Data for processing |
╭──

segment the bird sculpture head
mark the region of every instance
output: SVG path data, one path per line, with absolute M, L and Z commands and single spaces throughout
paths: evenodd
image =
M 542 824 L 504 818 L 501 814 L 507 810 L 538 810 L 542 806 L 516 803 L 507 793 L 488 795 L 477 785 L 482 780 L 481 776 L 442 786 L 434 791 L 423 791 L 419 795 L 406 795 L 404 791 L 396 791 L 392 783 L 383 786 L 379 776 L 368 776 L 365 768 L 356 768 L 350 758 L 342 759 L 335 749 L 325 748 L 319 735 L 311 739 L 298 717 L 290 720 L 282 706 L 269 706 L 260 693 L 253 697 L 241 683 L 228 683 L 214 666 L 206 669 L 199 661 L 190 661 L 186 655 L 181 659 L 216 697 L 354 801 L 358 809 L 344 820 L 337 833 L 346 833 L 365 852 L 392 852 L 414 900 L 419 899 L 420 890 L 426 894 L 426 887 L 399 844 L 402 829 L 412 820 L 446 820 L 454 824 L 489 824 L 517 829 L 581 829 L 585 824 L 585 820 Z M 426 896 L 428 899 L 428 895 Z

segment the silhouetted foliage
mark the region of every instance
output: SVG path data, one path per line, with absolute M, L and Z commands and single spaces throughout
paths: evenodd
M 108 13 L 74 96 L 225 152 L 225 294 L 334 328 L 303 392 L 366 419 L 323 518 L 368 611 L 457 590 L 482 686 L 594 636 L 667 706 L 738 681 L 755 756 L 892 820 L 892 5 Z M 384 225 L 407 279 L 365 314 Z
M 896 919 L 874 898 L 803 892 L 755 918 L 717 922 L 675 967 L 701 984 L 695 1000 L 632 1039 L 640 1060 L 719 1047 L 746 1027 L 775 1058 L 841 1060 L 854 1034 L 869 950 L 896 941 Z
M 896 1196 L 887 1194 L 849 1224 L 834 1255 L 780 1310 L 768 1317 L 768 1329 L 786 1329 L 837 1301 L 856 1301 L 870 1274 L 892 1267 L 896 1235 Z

╰──

Challenge | Please rewrite the lines from the one containing "segment the silhouetted foliage" through the end of the entries, changing "every instance" to "each instance" and keeping everything else the same.

Output of the exercise |
segment the silhouetted foliage
mark the region of each instance
output: SVG path data, one path per line, with absolute M, L and Z commands and single spaces throughout
paths: evenodd
M 108 13 L 74 96 L 225 152 L 225 294 L 334 328 L 303 392 L 366 419 L 323 518 L 368 611 L 457 590 L 482 686 L 594 636 L 667 706 L 738 681 L 755 756 L 892 820 L 892 5 Z M 384 225 L 407 279 L 365 314 Z
M 896 919 L 874 898 L 803 892 L 755 918 L 717 922 L 675 967 L 701 984 L 695 1000 L 632 1039 L 640 1060 L 719 1047 L 746 1027 L 775 1058 L 841 1060 L 854 1034 L 869 950 L 896 941 Z
M 896 1196 L 887 1194 L 849 1224 L 834 1255 L 780 1310 L 768 1317 L 768 1329 L 786 1329 L 837 1301 L 856 1301 L 870 1274 L 892 1267 L 896 1235 Z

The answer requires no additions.